TASK DIRECTIONS: Copy every record word for word.

PROVIDED DATA:
▬▬▬

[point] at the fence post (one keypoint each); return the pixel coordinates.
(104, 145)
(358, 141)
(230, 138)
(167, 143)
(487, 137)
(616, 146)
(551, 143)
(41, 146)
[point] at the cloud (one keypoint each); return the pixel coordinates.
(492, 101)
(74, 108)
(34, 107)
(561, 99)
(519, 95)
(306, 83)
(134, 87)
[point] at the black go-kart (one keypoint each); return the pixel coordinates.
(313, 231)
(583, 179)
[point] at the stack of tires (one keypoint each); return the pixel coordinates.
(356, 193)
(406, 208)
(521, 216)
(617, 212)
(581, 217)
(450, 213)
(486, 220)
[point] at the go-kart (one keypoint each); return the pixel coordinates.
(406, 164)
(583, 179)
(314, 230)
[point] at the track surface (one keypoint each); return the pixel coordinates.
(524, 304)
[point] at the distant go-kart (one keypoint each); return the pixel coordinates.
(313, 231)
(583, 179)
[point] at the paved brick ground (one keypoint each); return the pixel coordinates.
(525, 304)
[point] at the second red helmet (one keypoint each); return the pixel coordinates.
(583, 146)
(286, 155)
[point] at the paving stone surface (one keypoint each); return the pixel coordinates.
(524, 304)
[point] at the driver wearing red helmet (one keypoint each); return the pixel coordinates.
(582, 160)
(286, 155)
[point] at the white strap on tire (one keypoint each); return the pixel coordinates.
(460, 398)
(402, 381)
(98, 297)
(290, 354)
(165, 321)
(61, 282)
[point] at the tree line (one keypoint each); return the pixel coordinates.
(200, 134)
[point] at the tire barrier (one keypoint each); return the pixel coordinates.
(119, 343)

▬▬▬

WRITTEN ANSWER:
[point] at the fence post (one keypoint each); return the pixel coordinates.
(104, 145)
(358, 141)
(230, 138)
(167, 143)
(487, 137)
(616, 146)
(551, 143)
(41, 146)
[point] at the cloud (one keypoint each); return the pixel coordinates.
(492, 101)
(74, 108)
(34, 107)
(561, 99)
(519, 95)
(306, 83)
(134, 87)
[point] at the black go-kart (one keypoint each); return the pixel coordinates.
(313, 231)
(583, 179)
[point] at the stack of tires (one keypoint each); return the pixel coordinates.
(356, 193)
(406, 208)
(521, 216)
(617, 212)
(581, 217)
(450, 213)
(486, 220)
[point] at the go-kart (one keypoint each); return the pixel coordinates.
(406, 164)
(583, 179)
(314, 230)
[point] at the track surface (one keypoint each); return the pixel coordinates.
(524, 304)
[point] at the distant go-kart (one keypoint each); return the pixel coordinates.
(313, 231)
(583, 179)
[point] at the paved brick ground (one keypoint each); return the pixel coordinates.
(525, 304)
[point] at the second red helmet (one keypoint each); return the pixel coordinates.
(583, 146)
(286, 155)
[point] at the paving stone surface (one keypoint each); return the pixel coordinates.
(524, 304)
[point] at the driver wearing red helmet (one keypoint each); return the pixel coordinates.
(582, 160)
(286, 155)
[point] at the white strap on tire (one keypoint each); return the pixel coordinates.
(460, 398)
(402, 381)
(98, 297)
(290, 354)
(165, 321)
(61, 282)
[point] at the tree line (one keypoint each); return the pixel coordinates.
(200, 134)
[point] at the tire barrier (one keypoint each); return the pixel coordinates.
(119, 343)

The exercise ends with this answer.